Problem set:
A) Reproduce everything in the text on AI energy consumption from "It's undeniable that" down to "consumption of Switzerland.".
B) In the text on AI energy consumption, what share of global electricity usage did the IT sector account for in 2018?

Text for analysis:
_ _ _

The energy consumption of AI, particularly in comparison to other areas such as crypto mining, has been a topic of discussion. To put things into perspective, let's consider some key insights.
According to rmi.org, Bitcoin alone is estimated to consume 127 terawatt-hours (TWh) of energy annually. In comparison, Switzerland's annual energy usage in 2018, as reported by Axpo, was 57.6 TWh. It's important to note that electricity and energy consumption are not the same, and energy needs are trending downwards. Nevertheless, this means that Bitcoin mining consumes more than double the energy compared to the entire country of Switzerland.
As for Google, they claimed in 2019 that the average energy consumption for a single search is approximately 0.0003 kilowatt-hours (kWh). With over 1.2 trillion searches conducted globally each year, this amounts to about 7% of Switzerland's energy needs. While this figure is significant, it is considerably less shocking when compared to the energy consumption of Bitcoin.
However, it's crucial to recognize that simple Google searches are just a small part of the energy-intensive aspects of the IT sector. Cloud computing, artificial intelligence (AI), and the rise of 5G mobile networks contribute to substantial electricity bills. In fact, streaming services alone are projected to account for 87% of consumer internet traffic by now.
When it comes to large language models (LLMs), the transparency regarding their energy consumption is somewhat limited. Bloomberg reported allocating close to 1.3 million hours of training time for BloombergGPT using Nvidia's A100 GPUs. To put it into perspective, this amount of training time accounts for about 0.0023% of Switzerland's annual electricity needs.
Moreover, estimates suggest that a single query to GPT-3 (an early version of ChatGPT) consumes approximately 0.004 kWh of electricity. Based on OpenAI's estimation of one billion queries per day, this corresponds to around 1/40 of Switzerland's running electricity needs. While this represents a significant amount, it is important to consider that it is based on a vast number of users.
As LLMs and AI usage continue to surge, the energy requirements for OpenAI and similar organizations could soon reach levels comparable to smaller industrial countries. This raises questions about the incorporation of LLMs into search engines and whether the additional user benefits justify the potential surge in energy demand.
It's undeniable that data centers, cloud platforms, and computing centers consume substantial amounts of energy. According to research by ericsson.com in 2018, the IT sector as a whole accounted for about 800 TWh of electricity consumption, equivalent to 3.6% of global electricity usage. This is 14 times the energy consumption of Switzerland.
On a positive note, despite exponential data growth between 2010 and 2015, the electricity needs of the IT sector remained relatively stable due to improved energy efficiency. There is ongoing pressure to make IT more energy-efficient and reduce its environmental impact.
Looking ahead, quantum computing could be a game-changer in terms of energy consumption. IBM's recent research paper signals the arrival of a new era of quantum computing. Quantum computers have the potential to complete tasks that would take classical computers several years in a matter of hours. This level of efficiency could lead to significant energy savings in the long run.
To summarize, while the energy requirements of large language models are considerable, they may not be as shockingly high as initially expected. The uncertainties lie in the further proliferation of cloud services and AI, as well as the size of AI models. However, there is a good chance that technological advancements will prevent energy needs from spiraling out of control.

_ _ _

Data extract:
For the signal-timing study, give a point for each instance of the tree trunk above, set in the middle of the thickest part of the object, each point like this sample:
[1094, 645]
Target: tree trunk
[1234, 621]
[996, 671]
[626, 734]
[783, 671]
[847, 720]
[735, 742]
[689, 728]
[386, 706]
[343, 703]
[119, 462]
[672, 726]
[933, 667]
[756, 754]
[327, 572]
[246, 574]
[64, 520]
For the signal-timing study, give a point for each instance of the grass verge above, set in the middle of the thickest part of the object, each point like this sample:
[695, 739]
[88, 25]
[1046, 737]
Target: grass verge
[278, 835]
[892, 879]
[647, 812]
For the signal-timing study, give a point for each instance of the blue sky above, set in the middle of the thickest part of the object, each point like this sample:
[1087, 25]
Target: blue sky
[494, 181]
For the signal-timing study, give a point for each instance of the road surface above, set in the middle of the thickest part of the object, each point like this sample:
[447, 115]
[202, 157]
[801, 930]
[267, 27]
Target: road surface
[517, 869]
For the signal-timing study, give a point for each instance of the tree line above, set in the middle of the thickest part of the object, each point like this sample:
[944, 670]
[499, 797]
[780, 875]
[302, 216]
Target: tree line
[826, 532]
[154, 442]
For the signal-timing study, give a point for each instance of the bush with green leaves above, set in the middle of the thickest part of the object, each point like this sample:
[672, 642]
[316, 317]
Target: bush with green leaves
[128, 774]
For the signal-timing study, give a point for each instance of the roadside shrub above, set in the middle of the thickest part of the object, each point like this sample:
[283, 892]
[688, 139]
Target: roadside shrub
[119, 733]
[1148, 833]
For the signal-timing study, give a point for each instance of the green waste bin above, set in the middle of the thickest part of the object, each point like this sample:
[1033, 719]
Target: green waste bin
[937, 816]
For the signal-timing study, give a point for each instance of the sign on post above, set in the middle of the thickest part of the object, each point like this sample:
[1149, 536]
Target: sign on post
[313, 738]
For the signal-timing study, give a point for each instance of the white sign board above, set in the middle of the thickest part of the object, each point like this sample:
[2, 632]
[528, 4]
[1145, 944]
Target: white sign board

_ _ _

Response list:
A)
It's undeniable that data centers, cloud platforms, and computing centers consume substantial amounts of energy. According to research by ericsson.com in 2018, the IT sector as a whole accounted for about 800 TWh of electricity consumption, equivalent to 3.6% of global electricity usage. This is 14 times the energy consumption of Switzerland.

B) About 3.6% of global electricity usage, or roughly 800 TWh.